What to work on:
Reproduce word for word the part of the entry on Fontana's Concetto Spaziale that runs from "Concetto Spaziale (Spatial" to "the present owner.".

Lucio Fontana
b. 1899, Rosario de Santa Fé, Argentina
d. 1968, Comabbio, Italy

Concetto Spaziale (Spatial Concept)

1964

Oil and graffiti on canvas
82 x 65 cm (32 1/4 x 25 5/8 in.)

Provenance
with Helly Nahmad Gallery, London;
with Galerie Pierre, Stockholm;
Caterina Dage, Stockholm;
Tornabuoni Art, London;
Where acquired by the present owner.
Literature

E. Crispolti, Fontana: Catologo Generale, Milan, 1986, vol. II, p. 499, no. 64 B 3.
E. Crispolti, Lucio Fontana. Catalogo Ragionato di sculture, dipinti, ambientazioni, Milan, 2006, vol. II, p. 689, no. 64 B 3.
Maestri moderni e contemporanei. Antologica scelta 2008, exhibition catalogue, Tornabunoi Arte, Florence, 2007, p. 151.
E. Crispolti, Lucio Fontana, exhibition catalogue, Tornabunoi Art, Paris, 2009, p. 151.
R. Diez, Lucio Fontana. Che il quadro esca dalla cornice!, Milan, 2009. pp. 110–11.
E. Crispolti, Fontana e Parigi, exhibition catalogue, Galleria comunale d’arte contemporanea, Arezzo, 2012, p. 61.
E. Crispolti, L. M. Barbero, and E. Lucie-Smith. Lucio Fontana, exhibition catalogue, Tornabunoi Art, London, 2015, p. 140.
B. Avanzi and O. Ferlier, Adolfo Wildt: le dernier symboliste, exhibition catalogue, Musée de l’Orangerie, Paris, and Galleria d’Arte Moderna, Milan, 2015–16, p. 68.
S. Whitfield, Lucio Fontana, exhibition catalogue, Hayward Gallery, London, 1999, pp. 139 and 205, no. 47.

Listing:
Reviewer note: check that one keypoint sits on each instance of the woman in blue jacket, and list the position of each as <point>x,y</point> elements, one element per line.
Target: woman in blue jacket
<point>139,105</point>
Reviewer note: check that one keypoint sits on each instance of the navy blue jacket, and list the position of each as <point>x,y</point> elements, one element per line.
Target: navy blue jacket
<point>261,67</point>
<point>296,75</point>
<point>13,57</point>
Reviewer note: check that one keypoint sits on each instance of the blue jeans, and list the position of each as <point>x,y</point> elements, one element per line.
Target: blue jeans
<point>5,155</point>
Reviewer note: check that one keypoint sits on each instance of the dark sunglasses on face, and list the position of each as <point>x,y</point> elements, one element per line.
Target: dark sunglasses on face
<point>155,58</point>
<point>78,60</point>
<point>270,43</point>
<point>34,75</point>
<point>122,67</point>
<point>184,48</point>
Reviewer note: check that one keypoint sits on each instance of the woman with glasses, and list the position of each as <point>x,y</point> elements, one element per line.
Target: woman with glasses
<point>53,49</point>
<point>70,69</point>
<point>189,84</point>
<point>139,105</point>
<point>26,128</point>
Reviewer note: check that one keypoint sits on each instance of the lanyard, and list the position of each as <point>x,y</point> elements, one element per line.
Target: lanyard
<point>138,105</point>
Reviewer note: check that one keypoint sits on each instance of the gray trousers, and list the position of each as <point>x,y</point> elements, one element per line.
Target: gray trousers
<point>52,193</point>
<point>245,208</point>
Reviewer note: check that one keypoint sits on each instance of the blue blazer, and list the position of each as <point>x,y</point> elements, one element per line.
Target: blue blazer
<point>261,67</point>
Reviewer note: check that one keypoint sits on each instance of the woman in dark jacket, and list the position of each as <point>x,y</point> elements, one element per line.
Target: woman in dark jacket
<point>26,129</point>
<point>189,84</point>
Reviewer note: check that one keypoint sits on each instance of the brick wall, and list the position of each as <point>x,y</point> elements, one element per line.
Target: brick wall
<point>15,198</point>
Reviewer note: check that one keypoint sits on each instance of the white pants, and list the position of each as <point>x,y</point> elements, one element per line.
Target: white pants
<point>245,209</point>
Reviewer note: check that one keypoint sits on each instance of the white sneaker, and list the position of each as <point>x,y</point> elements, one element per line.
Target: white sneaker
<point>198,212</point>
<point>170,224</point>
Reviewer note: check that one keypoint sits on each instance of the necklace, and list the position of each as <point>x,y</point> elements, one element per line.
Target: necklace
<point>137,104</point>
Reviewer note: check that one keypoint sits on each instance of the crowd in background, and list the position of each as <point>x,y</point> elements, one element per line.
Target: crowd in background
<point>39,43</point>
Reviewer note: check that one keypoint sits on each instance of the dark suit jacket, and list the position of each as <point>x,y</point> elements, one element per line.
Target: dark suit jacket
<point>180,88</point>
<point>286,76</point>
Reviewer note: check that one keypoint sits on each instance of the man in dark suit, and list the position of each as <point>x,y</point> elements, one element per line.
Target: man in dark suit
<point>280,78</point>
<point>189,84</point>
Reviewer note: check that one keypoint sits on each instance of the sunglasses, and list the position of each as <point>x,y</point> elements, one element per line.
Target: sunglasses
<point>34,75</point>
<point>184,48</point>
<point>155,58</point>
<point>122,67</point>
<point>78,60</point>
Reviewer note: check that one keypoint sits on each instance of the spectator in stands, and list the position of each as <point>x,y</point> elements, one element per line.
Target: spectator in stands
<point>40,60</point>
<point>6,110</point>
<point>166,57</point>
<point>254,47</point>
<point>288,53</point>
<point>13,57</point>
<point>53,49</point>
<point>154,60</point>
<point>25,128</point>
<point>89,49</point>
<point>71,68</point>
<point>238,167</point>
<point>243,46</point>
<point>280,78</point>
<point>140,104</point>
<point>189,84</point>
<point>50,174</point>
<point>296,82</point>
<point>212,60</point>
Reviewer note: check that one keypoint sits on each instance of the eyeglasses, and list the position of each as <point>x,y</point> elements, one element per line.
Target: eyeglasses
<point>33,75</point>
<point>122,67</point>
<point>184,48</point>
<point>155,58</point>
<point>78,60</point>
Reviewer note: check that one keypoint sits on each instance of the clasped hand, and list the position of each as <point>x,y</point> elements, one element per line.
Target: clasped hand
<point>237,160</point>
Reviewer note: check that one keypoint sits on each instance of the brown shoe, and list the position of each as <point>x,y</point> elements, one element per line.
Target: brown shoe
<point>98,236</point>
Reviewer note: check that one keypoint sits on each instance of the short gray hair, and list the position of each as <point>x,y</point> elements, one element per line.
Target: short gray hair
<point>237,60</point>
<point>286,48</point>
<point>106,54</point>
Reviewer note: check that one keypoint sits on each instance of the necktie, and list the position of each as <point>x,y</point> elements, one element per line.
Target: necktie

Completed task:
Concetto Spaziale (Spatial Concept)

1964

Oil and graffiti on canvas
82 x 65 cm (32 1/4 x 25 5/8 in.)

Provenance
with Helly Nahmad Gallery, London;
with Galerie Pierre, Stockholm;
Caterina Dage, Stockholm;
Tornabuoni Art, London;
Where acquired by the present owner.